======== Given data ========

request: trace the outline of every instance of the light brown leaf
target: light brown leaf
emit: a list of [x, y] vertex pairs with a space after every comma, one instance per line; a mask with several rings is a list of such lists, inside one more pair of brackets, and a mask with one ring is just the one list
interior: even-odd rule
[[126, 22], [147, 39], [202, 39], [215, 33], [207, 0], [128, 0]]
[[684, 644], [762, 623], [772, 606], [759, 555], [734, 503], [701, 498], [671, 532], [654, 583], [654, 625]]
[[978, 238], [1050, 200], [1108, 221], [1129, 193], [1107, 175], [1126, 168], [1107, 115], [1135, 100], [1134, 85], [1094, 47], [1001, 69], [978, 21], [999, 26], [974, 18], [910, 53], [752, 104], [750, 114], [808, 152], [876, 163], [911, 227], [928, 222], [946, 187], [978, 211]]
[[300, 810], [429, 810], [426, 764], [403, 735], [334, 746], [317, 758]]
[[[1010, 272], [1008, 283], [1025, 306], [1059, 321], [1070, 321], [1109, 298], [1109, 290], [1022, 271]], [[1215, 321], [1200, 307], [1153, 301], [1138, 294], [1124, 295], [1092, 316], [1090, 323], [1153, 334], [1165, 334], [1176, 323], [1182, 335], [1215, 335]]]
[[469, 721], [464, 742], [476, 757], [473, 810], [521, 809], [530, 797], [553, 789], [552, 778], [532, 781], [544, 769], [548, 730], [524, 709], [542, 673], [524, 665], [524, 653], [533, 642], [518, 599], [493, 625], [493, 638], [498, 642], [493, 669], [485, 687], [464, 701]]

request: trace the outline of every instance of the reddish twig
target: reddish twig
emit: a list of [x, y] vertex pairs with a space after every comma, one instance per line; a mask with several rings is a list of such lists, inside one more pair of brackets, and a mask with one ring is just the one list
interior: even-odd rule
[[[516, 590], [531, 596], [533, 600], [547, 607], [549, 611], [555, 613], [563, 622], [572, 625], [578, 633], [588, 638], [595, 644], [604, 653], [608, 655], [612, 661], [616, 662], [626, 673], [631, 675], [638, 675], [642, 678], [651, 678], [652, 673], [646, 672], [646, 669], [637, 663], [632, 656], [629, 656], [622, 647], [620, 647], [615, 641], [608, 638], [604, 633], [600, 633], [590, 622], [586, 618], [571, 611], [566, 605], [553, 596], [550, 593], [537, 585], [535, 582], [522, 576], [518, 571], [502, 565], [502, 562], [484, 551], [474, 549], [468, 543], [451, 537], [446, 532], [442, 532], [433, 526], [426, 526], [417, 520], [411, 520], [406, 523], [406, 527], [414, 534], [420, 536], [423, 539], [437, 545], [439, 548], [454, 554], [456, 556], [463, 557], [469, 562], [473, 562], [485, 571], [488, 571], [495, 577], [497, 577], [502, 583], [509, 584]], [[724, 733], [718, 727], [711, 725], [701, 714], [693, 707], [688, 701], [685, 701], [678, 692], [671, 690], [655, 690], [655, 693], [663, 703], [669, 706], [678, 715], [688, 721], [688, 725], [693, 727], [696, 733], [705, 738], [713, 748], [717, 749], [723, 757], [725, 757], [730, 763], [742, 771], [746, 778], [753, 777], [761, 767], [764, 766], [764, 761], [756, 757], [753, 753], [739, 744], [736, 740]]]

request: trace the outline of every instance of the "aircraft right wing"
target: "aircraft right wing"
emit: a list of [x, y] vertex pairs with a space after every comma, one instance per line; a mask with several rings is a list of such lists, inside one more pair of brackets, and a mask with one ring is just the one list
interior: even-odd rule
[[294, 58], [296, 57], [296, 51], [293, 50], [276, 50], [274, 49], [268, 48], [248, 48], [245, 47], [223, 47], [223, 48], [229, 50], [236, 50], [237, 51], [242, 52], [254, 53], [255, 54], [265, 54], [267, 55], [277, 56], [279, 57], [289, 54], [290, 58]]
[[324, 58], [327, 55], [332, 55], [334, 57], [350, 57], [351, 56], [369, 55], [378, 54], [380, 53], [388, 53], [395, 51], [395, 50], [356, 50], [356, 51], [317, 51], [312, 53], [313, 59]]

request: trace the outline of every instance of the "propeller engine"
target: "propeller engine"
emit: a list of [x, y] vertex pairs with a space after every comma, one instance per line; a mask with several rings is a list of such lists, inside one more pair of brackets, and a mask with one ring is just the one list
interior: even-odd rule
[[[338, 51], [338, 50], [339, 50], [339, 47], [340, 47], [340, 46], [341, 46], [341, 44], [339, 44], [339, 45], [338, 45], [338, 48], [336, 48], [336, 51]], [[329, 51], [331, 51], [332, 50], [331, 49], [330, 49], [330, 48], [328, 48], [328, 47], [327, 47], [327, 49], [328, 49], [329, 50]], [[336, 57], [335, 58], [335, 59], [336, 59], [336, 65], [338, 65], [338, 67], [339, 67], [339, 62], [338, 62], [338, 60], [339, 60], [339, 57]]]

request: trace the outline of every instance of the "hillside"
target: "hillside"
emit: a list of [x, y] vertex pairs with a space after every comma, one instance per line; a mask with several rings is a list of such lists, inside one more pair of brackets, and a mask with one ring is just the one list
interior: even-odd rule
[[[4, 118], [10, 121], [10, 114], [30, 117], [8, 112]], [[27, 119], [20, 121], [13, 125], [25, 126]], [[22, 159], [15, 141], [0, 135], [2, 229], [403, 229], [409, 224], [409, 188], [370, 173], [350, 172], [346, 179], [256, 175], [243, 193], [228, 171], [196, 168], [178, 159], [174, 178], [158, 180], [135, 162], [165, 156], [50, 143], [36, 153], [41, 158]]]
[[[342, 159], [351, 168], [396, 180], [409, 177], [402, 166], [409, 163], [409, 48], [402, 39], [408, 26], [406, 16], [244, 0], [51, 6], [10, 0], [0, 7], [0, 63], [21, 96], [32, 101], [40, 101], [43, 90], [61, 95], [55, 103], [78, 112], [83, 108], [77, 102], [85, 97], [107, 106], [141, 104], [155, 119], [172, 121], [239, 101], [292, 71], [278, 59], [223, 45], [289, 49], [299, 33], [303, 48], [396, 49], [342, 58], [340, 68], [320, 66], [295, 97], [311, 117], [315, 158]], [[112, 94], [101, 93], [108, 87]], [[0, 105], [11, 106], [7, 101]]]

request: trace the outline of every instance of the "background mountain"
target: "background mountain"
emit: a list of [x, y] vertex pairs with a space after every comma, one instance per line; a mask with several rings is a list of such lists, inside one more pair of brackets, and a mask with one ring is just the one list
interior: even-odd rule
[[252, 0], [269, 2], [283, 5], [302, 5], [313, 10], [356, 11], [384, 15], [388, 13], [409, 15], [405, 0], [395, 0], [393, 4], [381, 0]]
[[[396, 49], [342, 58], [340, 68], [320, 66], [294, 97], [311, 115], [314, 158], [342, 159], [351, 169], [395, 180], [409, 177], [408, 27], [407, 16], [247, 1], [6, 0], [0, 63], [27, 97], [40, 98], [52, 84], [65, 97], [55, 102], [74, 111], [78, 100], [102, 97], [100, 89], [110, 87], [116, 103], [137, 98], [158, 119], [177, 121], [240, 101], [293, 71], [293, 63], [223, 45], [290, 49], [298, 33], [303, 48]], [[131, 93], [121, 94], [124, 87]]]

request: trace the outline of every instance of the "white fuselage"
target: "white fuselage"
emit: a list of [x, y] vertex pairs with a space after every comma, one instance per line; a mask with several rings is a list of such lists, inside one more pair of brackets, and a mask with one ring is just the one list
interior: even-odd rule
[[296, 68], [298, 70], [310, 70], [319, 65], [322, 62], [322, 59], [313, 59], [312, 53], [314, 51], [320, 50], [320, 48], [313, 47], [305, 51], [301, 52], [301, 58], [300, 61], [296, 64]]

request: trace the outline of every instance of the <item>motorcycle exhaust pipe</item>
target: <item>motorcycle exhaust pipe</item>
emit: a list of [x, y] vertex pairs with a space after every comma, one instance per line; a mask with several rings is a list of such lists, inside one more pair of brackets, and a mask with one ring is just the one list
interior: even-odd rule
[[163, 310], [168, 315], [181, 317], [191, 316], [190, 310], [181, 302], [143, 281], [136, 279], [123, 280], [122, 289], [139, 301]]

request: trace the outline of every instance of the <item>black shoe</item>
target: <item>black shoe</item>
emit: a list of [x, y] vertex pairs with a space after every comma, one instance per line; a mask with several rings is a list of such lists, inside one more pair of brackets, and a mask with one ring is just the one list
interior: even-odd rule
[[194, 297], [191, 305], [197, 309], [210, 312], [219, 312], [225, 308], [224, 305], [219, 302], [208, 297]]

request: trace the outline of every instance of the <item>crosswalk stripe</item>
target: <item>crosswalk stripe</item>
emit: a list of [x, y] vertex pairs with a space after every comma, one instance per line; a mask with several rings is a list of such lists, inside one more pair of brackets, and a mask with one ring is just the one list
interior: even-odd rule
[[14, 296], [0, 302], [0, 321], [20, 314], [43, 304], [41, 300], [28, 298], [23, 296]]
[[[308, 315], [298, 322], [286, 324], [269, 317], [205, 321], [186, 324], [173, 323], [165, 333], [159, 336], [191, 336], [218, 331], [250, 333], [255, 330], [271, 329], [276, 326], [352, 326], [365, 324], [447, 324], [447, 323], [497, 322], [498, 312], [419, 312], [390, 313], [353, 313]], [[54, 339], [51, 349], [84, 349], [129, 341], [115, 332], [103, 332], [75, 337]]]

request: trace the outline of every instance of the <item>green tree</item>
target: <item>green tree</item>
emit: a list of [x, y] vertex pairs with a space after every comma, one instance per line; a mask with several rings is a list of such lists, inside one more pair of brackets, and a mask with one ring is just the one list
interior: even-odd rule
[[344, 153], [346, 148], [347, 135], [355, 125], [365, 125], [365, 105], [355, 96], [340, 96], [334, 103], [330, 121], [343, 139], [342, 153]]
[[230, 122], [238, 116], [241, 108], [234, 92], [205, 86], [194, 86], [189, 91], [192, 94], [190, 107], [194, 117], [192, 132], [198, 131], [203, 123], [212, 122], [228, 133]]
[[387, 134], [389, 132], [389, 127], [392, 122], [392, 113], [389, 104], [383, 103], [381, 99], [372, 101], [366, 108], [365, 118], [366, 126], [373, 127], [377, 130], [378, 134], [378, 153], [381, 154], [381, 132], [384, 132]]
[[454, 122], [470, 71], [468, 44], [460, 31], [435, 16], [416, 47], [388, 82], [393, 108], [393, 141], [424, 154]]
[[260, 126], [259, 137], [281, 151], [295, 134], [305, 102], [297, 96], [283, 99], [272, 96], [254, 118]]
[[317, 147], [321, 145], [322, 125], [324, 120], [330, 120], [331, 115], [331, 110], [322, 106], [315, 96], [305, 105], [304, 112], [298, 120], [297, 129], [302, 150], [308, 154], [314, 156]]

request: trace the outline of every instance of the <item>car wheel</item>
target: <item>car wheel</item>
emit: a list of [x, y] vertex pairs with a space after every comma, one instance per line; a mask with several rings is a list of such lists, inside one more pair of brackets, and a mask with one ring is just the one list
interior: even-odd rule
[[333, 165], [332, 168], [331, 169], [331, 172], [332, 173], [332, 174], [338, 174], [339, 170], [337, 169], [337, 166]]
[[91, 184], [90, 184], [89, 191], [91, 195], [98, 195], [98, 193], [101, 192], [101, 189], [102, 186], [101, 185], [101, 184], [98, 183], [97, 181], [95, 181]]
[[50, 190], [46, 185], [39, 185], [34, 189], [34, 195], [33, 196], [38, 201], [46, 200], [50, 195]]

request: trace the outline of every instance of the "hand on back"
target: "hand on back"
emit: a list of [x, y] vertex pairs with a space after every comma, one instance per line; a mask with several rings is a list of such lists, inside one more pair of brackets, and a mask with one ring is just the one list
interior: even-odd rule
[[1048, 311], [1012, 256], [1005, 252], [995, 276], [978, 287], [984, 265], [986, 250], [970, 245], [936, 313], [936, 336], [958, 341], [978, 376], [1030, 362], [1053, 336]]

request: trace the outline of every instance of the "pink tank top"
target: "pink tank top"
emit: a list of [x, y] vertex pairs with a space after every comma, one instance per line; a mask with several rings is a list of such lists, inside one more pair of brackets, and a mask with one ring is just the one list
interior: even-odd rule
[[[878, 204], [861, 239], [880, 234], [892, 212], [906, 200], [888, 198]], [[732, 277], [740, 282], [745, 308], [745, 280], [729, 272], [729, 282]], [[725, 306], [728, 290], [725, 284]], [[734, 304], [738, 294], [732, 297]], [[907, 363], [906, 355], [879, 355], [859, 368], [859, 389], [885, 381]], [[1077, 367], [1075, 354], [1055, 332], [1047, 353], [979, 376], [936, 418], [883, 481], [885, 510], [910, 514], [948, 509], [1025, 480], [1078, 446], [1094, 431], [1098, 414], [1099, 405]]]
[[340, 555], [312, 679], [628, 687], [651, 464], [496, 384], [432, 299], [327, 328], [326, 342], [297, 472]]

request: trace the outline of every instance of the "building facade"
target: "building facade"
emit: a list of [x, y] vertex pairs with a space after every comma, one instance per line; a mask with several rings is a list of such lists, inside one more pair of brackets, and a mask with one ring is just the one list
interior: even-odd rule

========

(Exercise):
Give the rows from the very beginning through the line containing "687], [464, 701]]", both ends included, as a numbered list, leaving out any blank lines.

(The answer):
1. request: trace the outline of every instance of the light brown leaf
2. target: light brown leaf
3. emit: a list of [x, y] vertex pairs with a space after every comma, one instance per line; a mask with several rings is a list of such lists, inside one more pair of brackets, and a mask with one ring is just the one list
4. interior: even-odd rule
5. [[126, 22], [147, 39], [202, 39], [215, 33], [207, 0], [128, 0]]
6. [[684, 644], [762, 623], [772, 606], [759, 555], [734, 503], [701, 498], [671, 532], [654, 583], [654, 625]]
7. [[978, 238], [1050, 200], [1108, 221], [1129, 193], [1107, 175], [1126, 168], [1107, 115], [1135, 100], [1134, 85], [1094, 47], [1001, 69], [978, 21], [999, 26], [974, 18], [910, 53], [752, 104], [750, 114], [808, 152], [876, 163], [911, 227], [928, 222], [946, 187], [978, 211]]
8. [[300, 810], [429, 810], [426, 764], [403, 735], [334, 746], [317, 758]]
9. [[[1010, 272], [1008, 283], [1025, 306], [1059, 321], [1070, 321], [1109, 298], [1109, 290], [1022, 271]], [[1215, 321], [1200, 307], [1153, 301], [1138, 294], [1124, 295], [1092, 316], [1090, 323], [1153, 334], [1165, 334], [1176, 323], [1182, 335], [1215, 335]]]
10. [[469, 721], [464, 742], [476, 757], [473, 810], [521, 809], [530, 797], [553, 789], [552, 778], [532, 781], [544, 769], [548, 730], [524, 709], [542, 673], [524, 665], [524, 653], [533, 642], [518, 599], [493, 625], [493, 638], [498, 642], [493, 669], [485, 687], [464, 701]]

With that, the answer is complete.